### What is needed
Using the records below, copy out exactly the line that contains "Pin a point on every instance of the wooden" and every line that follows it, up to and including the last, and no others.

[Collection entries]
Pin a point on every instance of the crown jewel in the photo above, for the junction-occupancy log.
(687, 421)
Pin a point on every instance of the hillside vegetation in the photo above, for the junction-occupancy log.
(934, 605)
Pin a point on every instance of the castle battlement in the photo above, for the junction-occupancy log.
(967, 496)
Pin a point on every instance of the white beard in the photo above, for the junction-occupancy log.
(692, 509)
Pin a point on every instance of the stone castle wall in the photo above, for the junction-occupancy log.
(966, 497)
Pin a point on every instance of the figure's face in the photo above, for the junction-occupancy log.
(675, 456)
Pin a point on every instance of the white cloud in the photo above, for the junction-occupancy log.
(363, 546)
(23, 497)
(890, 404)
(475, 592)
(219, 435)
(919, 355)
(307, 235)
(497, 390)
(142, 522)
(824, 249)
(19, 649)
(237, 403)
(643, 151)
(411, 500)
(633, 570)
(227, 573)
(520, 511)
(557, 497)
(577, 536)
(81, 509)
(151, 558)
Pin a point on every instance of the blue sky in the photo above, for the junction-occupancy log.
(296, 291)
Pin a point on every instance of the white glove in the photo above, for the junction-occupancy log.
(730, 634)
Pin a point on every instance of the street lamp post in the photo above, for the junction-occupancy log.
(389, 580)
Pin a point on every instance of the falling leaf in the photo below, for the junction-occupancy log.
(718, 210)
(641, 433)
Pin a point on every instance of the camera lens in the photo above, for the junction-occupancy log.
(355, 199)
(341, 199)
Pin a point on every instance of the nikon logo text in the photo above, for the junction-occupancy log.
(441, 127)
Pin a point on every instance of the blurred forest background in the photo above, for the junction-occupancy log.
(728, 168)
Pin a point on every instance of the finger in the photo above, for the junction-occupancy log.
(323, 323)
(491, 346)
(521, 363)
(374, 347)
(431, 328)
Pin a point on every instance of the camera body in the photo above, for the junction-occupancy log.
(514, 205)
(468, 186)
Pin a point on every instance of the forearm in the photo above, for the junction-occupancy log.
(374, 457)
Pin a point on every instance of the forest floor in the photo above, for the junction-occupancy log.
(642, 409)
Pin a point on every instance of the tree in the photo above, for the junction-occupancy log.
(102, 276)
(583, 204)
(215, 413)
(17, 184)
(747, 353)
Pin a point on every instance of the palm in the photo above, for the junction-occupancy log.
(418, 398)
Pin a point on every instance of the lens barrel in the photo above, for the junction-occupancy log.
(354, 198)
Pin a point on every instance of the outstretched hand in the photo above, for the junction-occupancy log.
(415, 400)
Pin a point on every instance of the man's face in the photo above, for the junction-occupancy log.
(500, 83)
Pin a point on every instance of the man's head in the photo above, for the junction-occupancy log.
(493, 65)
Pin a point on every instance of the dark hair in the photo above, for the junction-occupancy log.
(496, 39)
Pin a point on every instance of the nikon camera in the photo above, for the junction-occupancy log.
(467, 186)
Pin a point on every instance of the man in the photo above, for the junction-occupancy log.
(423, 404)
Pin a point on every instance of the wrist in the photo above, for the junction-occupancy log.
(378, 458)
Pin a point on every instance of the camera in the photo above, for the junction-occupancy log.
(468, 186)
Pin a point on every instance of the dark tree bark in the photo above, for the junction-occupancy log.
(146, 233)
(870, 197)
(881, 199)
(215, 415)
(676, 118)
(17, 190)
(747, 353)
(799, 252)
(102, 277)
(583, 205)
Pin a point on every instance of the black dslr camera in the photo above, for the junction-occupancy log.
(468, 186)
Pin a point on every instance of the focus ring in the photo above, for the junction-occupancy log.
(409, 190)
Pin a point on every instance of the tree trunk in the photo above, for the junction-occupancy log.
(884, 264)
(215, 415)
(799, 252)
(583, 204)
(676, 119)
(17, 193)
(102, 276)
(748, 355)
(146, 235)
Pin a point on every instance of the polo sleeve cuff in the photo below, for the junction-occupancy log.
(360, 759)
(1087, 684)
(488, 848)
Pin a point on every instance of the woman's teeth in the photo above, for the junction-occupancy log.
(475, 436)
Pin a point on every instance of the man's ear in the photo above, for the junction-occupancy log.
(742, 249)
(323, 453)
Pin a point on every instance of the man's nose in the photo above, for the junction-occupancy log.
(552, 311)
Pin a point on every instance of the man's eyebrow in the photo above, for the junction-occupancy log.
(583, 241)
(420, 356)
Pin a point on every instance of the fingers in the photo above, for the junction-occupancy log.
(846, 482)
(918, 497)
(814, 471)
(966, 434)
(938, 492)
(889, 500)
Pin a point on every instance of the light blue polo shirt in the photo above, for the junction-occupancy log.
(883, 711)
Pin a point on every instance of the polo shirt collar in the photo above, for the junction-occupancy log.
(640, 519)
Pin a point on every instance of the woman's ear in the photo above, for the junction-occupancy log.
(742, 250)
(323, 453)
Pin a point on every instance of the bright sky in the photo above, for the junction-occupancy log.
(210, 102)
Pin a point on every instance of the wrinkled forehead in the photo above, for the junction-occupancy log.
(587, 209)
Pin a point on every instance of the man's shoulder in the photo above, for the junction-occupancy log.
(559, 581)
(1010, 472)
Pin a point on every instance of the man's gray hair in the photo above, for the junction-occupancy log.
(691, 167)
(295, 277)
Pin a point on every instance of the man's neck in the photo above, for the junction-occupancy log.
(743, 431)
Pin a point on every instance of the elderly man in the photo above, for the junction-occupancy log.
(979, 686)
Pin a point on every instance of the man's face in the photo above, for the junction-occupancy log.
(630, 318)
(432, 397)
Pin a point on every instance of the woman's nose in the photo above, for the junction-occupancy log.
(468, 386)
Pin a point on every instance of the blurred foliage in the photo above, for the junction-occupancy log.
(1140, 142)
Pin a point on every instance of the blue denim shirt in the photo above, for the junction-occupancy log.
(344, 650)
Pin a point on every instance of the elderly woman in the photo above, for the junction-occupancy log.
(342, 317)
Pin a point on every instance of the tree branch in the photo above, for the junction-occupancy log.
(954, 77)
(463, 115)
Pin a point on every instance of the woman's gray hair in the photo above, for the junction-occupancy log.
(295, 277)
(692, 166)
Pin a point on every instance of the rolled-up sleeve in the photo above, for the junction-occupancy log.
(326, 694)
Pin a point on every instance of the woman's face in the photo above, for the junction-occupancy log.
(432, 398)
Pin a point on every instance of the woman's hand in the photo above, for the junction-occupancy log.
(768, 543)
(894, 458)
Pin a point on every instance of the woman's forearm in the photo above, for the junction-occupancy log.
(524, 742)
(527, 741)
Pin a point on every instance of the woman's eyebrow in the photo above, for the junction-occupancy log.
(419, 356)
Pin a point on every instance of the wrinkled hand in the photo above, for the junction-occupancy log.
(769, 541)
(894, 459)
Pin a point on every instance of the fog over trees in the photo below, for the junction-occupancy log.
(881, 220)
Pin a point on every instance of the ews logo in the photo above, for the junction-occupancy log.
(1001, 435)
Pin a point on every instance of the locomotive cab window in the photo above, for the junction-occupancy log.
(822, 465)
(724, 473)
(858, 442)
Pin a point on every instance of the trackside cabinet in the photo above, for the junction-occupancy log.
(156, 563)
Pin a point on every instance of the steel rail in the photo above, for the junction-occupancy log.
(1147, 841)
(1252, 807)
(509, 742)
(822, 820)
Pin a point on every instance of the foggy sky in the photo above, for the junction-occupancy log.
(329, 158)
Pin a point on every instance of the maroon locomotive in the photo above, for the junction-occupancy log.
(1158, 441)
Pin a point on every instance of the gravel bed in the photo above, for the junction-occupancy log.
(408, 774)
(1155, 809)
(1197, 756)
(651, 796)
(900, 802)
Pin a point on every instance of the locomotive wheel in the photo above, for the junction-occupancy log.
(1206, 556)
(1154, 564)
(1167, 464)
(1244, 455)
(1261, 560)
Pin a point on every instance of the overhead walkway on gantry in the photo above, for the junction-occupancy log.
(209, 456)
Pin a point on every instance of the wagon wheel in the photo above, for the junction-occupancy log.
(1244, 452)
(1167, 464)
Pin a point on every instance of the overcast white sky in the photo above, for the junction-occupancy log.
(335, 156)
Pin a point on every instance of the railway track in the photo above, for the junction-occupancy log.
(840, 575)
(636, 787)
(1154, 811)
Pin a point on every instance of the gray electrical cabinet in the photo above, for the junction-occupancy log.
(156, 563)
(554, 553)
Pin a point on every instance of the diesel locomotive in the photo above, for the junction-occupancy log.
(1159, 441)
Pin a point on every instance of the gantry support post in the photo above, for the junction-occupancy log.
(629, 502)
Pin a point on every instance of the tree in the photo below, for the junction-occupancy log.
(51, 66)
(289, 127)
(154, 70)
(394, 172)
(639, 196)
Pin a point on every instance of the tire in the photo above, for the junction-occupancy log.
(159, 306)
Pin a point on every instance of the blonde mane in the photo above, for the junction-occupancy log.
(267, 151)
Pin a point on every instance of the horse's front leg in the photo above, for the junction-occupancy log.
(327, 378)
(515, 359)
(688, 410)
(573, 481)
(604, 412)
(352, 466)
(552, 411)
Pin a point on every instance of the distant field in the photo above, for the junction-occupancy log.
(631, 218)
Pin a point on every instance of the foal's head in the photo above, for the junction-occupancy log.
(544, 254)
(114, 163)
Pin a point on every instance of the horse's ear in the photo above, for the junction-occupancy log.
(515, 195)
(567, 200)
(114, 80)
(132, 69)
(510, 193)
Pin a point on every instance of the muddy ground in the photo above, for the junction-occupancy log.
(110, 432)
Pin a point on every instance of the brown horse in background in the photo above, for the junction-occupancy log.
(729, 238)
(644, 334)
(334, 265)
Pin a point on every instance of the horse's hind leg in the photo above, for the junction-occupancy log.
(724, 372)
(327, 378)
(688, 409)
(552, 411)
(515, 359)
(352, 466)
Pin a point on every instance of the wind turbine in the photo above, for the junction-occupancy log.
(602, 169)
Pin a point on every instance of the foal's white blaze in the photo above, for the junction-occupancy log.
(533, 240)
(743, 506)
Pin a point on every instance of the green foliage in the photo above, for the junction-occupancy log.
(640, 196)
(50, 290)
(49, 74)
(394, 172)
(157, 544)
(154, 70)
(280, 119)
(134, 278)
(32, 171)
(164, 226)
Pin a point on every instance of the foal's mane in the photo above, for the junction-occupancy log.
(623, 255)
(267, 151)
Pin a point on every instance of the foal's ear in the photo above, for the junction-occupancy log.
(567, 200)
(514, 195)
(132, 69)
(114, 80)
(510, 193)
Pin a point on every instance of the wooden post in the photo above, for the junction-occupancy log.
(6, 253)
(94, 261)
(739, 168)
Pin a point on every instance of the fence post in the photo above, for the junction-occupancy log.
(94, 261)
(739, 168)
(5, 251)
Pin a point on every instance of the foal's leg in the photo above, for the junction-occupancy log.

### Finished task
Pin a point on every instance of the wooden post in the photo above, for the junction-occupancy log.
(6, 253)
(94, 261)
(739, 168)
Pin a point on every instance of the fence post in the photo above, for the junction-occupancy log.
(94, 261)
(739, 168)
(5, 251)
Pin a point on every instance of the foal's leg in the photo above, for the junction-occupancy log.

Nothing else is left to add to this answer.